DESCRIPTION OF THE TASK: Return word for word the lines of the data from the line with "distant mountain range." to the line with "(1004, 394)", including both of those lines.

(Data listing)
* Begin *

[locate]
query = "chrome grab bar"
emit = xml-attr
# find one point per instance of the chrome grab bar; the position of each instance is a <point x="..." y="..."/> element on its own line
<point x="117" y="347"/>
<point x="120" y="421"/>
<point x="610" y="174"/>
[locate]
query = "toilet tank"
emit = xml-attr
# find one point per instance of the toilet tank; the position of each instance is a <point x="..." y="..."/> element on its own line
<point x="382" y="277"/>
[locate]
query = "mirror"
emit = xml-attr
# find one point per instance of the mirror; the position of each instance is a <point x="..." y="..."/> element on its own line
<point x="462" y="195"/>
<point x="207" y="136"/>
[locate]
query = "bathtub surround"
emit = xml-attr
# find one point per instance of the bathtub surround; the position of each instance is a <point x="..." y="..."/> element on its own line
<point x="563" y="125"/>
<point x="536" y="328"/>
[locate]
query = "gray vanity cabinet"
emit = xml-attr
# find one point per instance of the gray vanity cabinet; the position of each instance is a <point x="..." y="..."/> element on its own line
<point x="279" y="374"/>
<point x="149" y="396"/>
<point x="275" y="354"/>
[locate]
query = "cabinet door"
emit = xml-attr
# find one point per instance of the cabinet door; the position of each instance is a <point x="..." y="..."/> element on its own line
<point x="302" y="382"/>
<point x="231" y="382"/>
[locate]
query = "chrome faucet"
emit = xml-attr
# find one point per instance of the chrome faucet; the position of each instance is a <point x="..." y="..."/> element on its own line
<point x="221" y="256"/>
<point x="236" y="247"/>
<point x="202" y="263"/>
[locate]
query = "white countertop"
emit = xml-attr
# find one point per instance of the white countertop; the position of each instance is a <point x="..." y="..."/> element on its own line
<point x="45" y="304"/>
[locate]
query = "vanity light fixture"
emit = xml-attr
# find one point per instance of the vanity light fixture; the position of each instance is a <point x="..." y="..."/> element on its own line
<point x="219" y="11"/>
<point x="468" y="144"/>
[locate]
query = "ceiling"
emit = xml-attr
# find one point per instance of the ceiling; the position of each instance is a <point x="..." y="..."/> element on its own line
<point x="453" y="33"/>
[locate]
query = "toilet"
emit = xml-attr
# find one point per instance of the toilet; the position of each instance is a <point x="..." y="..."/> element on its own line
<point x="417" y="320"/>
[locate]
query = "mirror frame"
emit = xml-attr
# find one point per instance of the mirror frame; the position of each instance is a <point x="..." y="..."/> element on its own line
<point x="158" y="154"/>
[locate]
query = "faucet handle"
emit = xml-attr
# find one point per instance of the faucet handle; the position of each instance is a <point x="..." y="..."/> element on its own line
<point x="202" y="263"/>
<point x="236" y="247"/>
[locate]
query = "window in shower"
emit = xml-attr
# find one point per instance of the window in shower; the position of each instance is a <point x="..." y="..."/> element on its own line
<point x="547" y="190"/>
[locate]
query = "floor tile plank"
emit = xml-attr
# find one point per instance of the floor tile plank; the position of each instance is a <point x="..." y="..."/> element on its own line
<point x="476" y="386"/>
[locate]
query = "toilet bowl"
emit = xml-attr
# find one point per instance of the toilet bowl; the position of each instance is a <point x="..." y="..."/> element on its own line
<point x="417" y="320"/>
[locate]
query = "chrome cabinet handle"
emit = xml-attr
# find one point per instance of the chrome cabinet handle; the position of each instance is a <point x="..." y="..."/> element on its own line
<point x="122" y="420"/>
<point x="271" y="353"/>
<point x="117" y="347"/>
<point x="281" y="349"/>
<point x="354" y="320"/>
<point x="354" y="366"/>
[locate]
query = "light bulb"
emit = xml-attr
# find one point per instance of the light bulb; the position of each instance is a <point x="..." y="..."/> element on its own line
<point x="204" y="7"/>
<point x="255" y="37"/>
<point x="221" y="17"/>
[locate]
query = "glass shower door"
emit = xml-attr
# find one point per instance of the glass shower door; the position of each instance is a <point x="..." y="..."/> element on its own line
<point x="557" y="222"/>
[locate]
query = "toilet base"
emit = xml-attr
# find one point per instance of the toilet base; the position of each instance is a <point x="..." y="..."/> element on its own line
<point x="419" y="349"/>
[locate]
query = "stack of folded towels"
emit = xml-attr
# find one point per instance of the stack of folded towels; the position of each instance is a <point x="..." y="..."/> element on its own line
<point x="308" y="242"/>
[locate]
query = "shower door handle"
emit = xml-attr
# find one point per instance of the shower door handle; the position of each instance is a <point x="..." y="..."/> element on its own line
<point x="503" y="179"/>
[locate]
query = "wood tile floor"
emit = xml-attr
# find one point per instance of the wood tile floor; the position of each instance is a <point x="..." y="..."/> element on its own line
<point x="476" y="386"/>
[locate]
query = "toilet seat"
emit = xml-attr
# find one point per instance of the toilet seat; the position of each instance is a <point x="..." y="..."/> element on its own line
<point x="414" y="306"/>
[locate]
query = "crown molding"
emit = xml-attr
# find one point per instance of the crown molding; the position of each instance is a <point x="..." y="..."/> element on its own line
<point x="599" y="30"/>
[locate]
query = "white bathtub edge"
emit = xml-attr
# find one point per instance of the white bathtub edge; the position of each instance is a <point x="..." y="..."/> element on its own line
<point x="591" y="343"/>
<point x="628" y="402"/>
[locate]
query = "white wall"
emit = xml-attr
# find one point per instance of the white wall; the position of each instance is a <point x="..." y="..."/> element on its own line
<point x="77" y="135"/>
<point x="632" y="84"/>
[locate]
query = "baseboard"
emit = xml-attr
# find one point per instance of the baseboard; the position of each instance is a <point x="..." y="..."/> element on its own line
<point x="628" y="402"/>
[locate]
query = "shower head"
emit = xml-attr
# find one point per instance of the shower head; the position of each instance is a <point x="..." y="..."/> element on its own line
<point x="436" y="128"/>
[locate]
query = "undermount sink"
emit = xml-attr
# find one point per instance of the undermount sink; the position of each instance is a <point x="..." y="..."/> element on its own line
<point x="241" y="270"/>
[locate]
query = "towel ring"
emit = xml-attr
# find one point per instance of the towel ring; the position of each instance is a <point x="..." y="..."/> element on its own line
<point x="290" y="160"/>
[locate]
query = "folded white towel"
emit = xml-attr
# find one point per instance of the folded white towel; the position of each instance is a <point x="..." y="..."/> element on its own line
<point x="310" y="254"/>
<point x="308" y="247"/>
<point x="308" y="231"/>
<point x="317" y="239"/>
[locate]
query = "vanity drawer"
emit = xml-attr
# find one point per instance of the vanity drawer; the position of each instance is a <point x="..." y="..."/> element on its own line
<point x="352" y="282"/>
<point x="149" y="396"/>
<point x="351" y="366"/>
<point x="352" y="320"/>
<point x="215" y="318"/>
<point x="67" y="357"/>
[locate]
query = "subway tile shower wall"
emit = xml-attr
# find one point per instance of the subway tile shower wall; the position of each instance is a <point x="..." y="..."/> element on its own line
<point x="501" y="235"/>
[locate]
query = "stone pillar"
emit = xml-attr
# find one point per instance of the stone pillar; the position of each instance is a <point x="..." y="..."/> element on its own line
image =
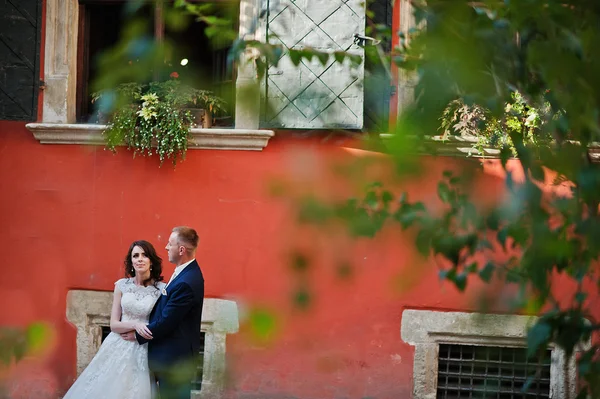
<point x="60" y="61"/>
<point x="247" y="101"/>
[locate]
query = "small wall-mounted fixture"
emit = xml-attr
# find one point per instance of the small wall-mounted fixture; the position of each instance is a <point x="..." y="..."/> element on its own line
<point x="363" y="41"/>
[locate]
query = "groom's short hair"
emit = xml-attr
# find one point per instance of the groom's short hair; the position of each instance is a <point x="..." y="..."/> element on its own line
<point x="187" y="237"/>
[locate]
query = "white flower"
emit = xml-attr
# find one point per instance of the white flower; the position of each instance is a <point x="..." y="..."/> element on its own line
<point x="150" y="98"/>
<point x="147" y="112"/>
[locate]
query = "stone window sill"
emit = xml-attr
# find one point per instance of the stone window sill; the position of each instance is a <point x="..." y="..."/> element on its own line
<point x="214" y="139"/>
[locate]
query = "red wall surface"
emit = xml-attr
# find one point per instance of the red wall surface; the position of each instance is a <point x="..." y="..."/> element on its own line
<point x="68" y="214"/>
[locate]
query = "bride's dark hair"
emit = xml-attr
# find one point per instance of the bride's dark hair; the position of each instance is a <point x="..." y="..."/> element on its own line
<point x="155" y="262"/>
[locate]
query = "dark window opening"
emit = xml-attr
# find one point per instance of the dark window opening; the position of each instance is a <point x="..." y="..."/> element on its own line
<point x="197" y="382"/>
<point x="378" y="83"/>
<point x="466" y="371"/>
<point x="20" y="36"/>
<point x="208" y="66"/>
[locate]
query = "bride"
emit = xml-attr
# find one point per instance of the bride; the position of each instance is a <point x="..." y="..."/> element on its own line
<point x="120" y="368"/>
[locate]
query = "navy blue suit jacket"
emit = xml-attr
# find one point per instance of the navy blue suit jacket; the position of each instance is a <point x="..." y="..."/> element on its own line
<point x="175" y="321"/>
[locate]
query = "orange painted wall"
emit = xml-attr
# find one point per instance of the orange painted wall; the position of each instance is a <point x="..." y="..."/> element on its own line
<point x="68" y="214"/>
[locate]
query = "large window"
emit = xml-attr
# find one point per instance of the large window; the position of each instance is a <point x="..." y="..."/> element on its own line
<point x="205" y="61"/>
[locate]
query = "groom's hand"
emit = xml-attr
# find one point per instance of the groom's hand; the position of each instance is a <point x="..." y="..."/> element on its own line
<point x="143" y="330"/>
<point x="128" y="336"/>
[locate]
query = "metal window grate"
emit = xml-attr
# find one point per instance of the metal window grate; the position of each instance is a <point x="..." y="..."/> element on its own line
<point x="466" y="371"/>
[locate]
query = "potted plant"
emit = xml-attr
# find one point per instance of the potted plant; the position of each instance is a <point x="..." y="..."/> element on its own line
<point x="157" y="117"/>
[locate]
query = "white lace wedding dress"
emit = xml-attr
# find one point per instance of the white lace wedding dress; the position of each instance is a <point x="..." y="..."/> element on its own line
<point x="120" y="368"/>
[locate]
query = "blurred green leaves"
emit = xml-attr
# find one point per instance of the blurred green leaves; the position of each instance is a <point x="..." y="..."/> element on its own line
<point x="15" y="342"/>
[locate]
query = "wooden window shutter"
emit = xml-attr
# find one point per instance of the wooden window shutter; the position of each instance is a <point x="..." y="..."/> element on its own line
<point x="312" y="95"/>
<point x="20" y="31"/>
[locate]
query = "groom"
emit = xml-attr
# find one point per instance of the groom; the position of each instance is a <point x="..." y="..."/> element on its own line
<point x="173" y="332"/>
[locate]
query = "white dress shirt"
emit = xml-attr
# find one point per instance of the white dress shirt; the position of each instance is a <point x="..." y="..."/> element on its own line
<point x="178" y="270"/>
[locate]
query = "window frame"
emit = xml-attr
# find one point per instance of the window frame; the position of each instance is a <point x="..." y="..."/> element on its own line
<point x="58" y="118"/>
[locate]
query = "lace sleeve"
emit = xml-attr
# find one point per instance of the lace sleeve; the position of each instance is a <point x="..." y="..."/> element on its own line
<point x="121" y="284"/>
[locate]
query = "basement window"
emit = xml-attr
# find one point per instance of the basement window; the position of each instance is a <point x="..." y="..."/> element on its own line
<point x="470" y="371"/>
<point x="474" y="355"/>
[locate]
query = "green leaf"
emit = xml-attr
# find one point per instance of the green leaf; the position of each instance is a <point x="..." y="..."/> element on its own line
<point x="444" y="192"/>
<point x="262" y="323"/>
<point x="461" y="281"/>
<point x="537" y="172"/>
<point x="371" y="199"/>
<point x="423" y="242"/>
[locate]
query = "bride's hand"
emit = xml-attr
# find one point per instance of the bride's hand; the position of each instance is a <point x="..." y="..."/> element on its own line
<point x="142" y="329"/>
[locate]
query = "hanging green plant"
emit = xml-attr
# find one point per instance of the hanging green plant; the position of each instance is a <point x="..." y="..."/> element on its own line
<point x="155" y="118"/>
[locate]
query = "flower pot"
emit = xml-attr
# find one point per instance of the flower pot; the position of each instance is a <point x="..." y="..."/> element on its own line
<point x="207" y="120"/>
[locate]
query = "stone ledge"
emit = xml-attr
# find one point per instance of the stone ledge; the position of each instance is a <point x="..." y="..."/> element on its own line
<point x="215" y="139"/>
<point x="457" y="146"/>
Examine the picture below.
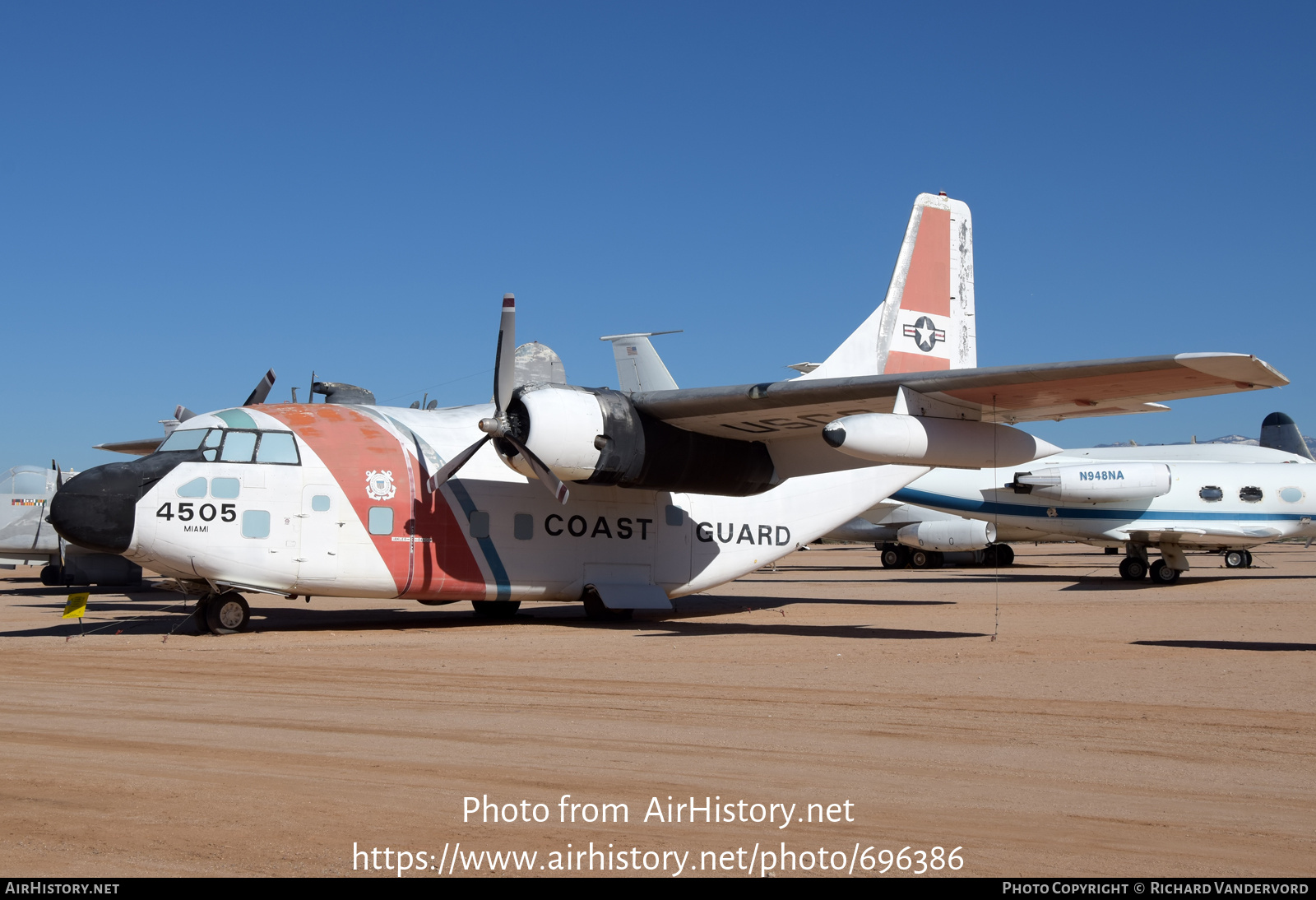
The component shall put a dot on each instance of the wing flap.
(1015, 394)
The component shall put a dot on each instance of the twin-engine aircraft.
(622, 500)
(1197, 496)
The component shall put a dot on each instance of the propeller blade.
(504, 364)
(262, 390)
(556, 487)
(453, 465)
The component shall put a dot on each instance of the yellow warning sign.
(76, 605)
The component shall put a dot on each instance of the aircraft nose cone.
(95, 508)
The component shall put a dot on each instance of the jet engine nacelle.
(1096, 483)
(948, 536)
(598, 437)
(927, 441)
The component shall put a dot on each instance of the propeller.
(499, 425)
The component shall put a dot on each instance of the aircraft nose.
(95, 508)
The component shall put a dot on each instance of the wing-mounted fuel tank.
(948, 536)
(1096, 483)
(596, 436)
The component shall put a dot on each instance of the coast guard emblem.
(379, 485)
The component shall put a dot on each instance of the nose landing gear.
(224, 614)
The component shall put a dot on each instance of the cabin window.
(239, 447)
(183, 440)
(278, 448)
(194, 489)
(381, 520)
(256, 522)
(225, 489)
(523, 527)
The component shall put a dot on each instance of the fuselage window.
(523, 527)
(256, 522)
(239, 447)
(225, 489)
(381, 520)
(278, 448)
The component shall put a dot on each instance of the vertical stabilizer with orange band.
(927, 318)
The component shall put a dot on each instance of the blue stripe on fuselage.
(998, 508)
(500, 579)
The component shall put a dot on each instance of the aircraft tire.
(495, 608)
(596, 612)
(1132, 568)
(227, 614)
(1162, 574)
(927, 559)
(894, 555)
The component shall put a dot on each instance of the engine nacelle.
(927, 441)
(1096, 482)
(948, 536)
(598, 437)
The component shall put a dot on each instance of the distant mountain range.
(1227, 438)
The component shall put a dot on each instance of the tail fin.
(1278, 432)
(638, 364)
(927, 320)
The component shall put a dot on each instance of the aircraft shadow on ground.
(162, 617)
(1269, 647)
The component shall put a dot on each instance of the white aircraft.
(1199, 496)
(640, 498)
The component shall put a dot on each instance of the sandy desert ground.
(1109, 729)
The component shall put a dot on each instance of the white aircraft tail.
(638, 364)
(927, 320)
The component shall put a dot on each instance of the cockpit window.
(276, 447)
(239, 447)
(183, 440)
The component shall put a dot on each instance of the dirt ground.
(1109, 729)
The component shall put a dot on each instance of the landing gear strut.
(224, 614)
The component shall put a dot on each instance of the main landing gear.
(1166, 570)
(1237, 559)
(224, 614)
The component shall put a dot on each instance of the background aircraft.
(1198, 496)
(671, 491)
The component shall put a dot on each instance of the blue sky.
(191, 193)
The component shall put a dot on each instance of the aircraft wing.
(1004, 394)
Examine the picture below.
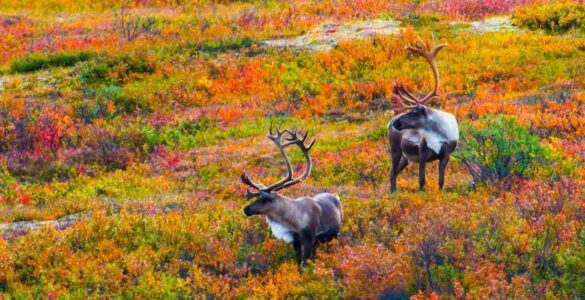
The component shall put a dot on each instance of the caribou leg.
(443, 164)
(297, 246)
(399, 162)
(308, 244)
(424, 152)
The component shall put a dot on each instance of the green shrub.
(497, 149)
(119, 69)
(555, 17)
(37, 61)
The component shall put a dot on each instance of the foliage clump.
(554, 17)
(38, 61)
(498, 148)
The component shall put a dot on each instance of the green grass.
(40, 61)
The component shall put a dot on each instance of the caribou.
(306, 221)
(418, 133)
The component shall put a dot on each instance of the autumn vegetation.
(147, 119)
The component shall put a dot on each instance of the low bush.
(498, 149)
(119, 69)
(554, 17)
(36, 61)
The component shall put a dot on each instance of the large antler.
(289, 179)
(402, 99)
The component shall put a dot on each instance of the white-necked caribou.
(418, 133)
(305, 221)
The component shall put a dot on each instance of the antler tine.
(429, 54)
(288, 179)
(277, 139)
(402, 99)
(249, 193)
(305, 149)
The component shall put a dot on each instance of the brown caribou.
(305, 221)
(418, 133)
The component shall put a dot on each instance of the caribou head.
(304, 221)
(418, 133)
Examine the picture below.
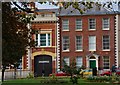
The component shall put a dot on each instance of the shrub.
(30, 75)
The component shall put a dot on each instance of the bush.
(30, 75)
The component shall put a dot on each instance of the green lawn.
(37, 81)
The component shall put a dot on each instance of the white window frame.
(104, 23)
(64, 29)
(38, 41)
(103, 45)
(92, 43)
(79, 43)
(64, 43)
(79, 63)
(80, 24)
(106, 62)
(89, 24)
(67, 60)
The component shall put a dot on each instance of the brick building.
(43, 55)
(90, 39)
(87, 38)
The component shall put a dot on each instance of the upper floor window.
(79, 61)
(43, 40)
(65, 43)
(65, 25)
(78, 24)
(67, 60)
(105, 24)
(92, 43)
(78, 43)
(92, 24)
(106, 42)
(106, 62)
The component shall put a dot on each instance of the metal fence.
(10, 74)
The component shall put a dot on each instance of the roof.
(47, 10)
(70, 11)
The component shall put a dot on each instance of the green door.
(92, 63)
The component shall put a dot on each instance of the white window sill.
(78, 30)
(105, 29)
(65, 30)
(42, 46)
(78, 50)
(65, 51)
(92, 50)
(92, 29)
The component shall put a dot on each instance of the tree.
(14, 37)
(71, 70)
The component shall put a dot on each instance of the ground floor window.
(67, 60)
(78, 61)
(106, 62)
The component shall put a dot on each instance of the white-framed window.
(65, 25)
(92, 43)
(92, 24)
(78, 43)
(43, 40)
(106, 62)
(78, 24)
(79, 61)
(105, 24)
(65, 43)
(106, 42)
(67, 60)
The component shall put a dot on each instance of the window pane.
(66, 59)
(106, 62)
(92, 43)
(105, 23)
(78, 42)
(78, 24)
(48, 39)
(92, 24)
(45, 39)
(36, 39)
(78, 62)
(65, 43)
(106, 42)
(42, 39)
(65, 24)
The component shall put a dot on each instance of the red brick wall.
(85, 34)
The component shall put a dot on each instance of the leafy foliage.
(72, 71)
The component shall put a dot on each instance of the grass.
(37, 81)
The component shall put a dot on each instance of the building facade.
(43, 55)
(88, 39)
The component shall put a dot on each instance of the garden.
(66, 80)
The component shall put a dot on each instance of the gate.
(42, 65)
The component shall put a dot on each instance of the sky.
(45, 6)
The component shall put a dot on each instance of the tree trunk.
(15, 72)
(3, 71)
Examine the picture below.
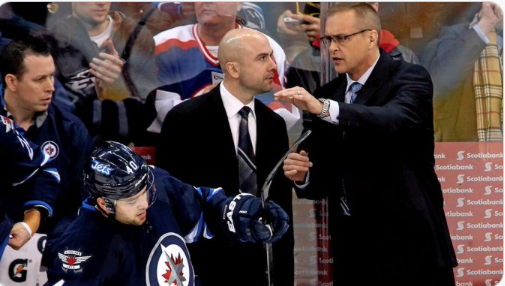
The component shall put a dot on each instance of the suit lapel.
(223, 135)
(378, 77)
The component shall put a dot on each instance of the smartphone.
(291, 23)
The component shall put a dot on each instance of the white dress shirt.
(334, 107)
(232, 106)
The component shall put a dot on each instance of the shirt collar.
(231, 104)
(363, 78)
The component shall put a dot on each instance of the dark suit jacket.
(196, 146)
(452, 71)
(382, 152)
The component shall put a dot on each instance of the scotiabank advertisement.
(471, 175)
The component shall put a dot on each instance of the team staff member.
(134, 227)
(28, 69)
(372, 155)
(24, 165)
(218, 118)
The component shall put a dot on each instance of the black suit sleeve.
(408, 106)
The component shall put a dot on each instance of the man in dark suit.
(372, 156)
(202, 143)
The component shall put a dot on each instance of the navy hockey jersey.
(98, 251)
(65, 139)
(24, 164)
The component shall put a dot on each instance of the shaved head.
(248, 63)
(235, 44)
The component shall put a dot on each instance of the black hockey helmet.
(113, 171)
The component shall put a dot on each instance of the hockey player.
(134, 227)
(28, 69)
(23, 164)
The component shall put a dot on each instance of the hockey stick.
(265, 193)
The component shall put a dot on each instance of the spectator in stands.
(465, 62)
(106, 63)
(28, 81)
(24, 164)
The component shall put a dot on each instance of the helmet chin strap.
(110, 206)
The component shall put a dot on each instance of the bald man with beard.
(206, 129)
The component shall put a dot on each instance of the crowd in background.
(120, 68)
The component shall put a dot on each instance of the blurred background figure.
(466, 62)
(106, 63)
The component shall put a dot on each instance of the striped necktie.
(245, 156)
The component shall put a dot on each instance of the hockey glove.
(243, 219)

* End *

ANSWER BELOW:
The component shall put a dot on each instance of the distant mountain range.
(1227, 438)
The component shall put a dot on each instance of the tail fin.
(1278, 432)
(638, 364)
(927, 320)
The component shall put a dot on each instance of the aircraft shadow on ground.
(162, 617)
(1269, 647)
The component shall put a dot on each instance of the white aircraft.
(1199, 496)
(640, 498)
The component shall put a dot on each instance of the sandy desert ground.
(1109, 729)
The component shall put a dot on each instance of the white aircraft tail.
(638, 364)
(927, 320)
The component shall put a dot on each instance of the cockpit window.
(276, 447)
(239, 447)
(183, 440)
The component shall put a dot on each instance of the dirt ground.
(1109, 729)
The component shall put a dot on each instance of the landing gear strut.
(224, 614)
The component shall put a dot on each instance of the main landing gear.
(1166, 570)
(1237, 559)
(224, 614)
The component shall put a dot on each instance of the background aircraft.
(1198, 496)
(671, 491)
The component shall put a dot on each instance of the blue sky.
(191, 193)
The component shall put a dot on each instance of the aircraft wing.
(1004, 394)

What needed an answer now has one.